------ EXTRACTED ENTRIES ------

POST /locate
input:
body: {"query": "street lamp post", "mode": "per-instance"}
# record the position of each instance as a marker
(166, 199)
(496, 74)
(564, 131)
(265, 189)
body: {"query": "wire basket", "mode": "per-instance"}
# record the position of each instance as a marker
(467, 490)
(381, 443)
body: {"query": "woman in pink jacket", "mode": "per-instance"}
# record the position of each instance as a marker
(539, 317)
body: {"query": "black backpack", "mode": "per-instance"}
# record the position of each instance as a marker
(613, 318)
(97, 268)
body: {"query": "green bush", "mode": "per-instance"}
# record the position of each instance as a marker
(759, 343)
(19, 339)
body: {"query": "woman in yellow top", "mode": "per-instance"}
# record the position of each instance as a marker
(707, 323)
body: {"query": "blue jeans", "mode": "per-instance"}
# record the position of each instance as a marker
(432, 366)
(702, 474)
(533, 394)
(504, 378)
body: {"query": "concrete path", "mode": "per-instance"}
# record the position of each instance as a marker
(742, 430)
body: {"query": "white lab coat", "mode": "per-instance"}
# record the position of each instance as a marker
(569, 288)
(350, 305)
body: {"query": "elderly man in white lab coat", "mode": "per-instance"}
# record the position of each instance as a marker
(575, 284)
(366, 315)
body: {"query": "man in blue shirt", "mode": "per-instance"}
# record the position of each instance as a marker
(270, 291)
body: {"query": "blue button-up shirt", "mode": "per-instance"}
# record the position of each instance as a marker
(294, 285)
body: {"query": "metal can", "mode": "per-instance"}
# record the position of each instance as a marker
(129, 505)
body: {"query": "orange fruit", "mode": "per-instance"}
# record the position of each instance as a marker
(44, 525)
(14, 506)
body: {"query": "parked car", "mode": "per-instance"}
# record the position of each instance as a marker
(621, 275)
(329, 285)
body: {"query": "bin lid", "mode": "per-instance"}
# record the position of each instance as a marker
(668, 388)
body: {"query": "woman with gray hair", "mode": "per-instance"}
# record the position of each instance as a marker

------

> [WHAT NEEDS TO BE DONE]: Copy each record exactly, leaving nothing out.

> [RESPONSE]:
POST /locate
input:
body: {"query": "street lamp post", "mode": "per-instance"}
# record the position of each instance as a marker
(166, 199)
(496, 74)
(564, 131)
(265, 189)
body: {"query": "wire basket", "mode": "per-instance"}
# record the position of each instance as a marker
(467, 490)
(381, 443)
body: {"query": "woman in pink jacket", "mode": "per-instance"}
# record the position of each instance as a marker
(539, 317)
body: {"query": "black backpack", "mode": "per-instance"}
# record the position of each instance as a marker
(613, 318)
(97, 268)
body: {"query": "green bush", "mode": "per-instance"}
# record the position of each instance as a marker
(759, 343)
(19, 339)
body: {"query": "woman in yellow top", "mode": "per-instance"}
# record the position of each instance as a marker
(707, 323)
body: {"query": "blue jeans", "mode": "per-instance"}
# record the position of each instance as a marker
(432, 366)
(702, 474)
(533, 394)
(504, 378)
body: {"query": "concrete path", "mode": "per-instance"}
# record the position of each instance as a marker
(742, 430)
body: {"query": "white lab coat", "mode": "per-instance"}
# record the position of each instance as a marker
(569, 288)
(350, 305)
body: {"query": "elderly man in white lab coat", "mode": "per-instance"}
# record the position of each instance as a marker
(575, 284)
(366, 315)
body: {"query": "man in blue shirt", "mode": "per-instance"}
# record the position of each instance as a marker
(270, 291)
body: {"query": "blue button-up shirt", "mode": "per-instance"}
# record the position of each instance as a marker
(294, 285)
body: {"query": "metal can", "mode": "per-instance"}
# record the position of each instance as a marker
(129, 505)
body: {"query": "orange fruit", "mode": "per-instance"}
# record the position of each instance as a marker
(44, 525)
(14, 506)
body: {"query": "parked car", "mode": "per-instance"}
# record the position of each instance as a marker
(621, 275)
(329, 285)
body: {"query": "bin lid", "mode": "per-instance"}
# record the position of each instance as a marker
(668, 388)
body: {"query": "woman with gray hair", "mode": "per-instance"}
# record the position of each instance as a marker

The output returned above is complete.